**TASK BRIEF**
The answer must consist of every line from the data that holds the string "truck".

::::::::

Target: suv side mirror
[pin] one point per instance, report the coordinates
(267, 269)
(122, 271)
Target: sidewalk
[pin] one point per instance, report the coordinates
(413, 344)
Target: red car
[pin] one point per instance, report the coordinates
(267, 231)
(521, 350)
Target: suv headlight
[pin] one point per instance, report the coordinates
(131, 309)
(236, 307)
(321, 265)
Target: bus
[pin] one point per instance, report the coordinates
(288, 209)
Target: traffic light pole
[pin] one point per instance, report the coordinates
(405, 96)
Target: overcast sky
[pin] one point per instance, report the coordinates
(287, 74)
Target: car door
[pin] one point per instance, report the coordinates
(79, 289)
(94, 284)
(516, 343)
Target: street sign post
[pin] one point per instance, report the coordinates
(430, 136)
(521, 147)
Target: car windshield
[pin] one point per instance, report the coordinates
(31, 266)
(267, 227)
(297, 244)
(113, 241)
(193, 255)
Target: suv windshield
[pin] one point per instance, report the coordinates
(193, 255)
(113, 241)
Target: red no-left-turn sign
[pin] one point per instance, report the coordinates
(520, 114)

::::::::

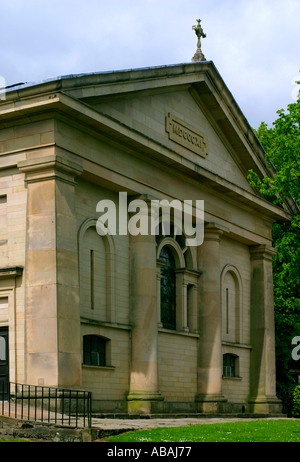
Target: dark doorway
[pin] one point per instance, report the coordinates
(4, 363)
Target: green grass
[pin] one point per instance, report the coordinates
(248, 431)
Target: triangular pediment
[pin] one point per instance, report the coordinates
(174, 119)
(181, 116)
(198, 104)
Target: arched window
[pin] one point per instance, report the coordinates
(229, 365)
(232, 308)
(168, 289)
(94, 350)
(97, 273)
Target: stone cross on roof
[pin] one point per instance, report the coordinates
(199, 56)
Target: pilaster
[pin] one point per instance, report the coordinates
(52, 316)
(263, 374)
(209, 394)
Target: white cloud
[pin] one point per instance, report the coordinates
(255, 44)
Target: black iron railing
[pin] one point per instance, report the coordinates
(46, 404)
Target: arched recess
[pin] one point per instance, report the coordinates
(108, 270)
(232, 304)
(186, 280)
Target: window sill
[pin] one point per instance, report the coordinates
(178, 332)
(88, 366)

::::::::

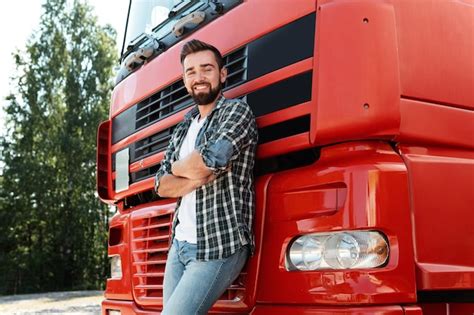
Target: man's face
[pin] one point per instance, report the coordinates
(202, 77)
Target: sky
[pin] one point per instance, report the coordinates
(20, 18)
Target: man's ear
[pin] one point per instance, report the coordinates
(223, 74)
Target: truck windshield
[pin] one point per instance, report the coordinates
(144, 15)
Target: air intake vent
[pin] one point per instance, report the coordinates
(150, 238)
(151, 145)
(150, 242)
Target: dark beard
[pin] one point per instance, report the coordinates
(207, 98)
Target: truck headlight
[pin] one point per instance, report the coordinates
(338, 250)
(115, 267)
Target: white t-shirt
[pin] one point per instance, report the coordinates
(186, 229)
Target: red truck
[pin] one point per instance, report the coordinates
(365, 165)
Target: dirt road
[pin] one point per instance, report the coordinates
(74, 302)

::::::::

**FINISHED TASK**
Target: truck windshield
Target: truck headlight
Target: red truck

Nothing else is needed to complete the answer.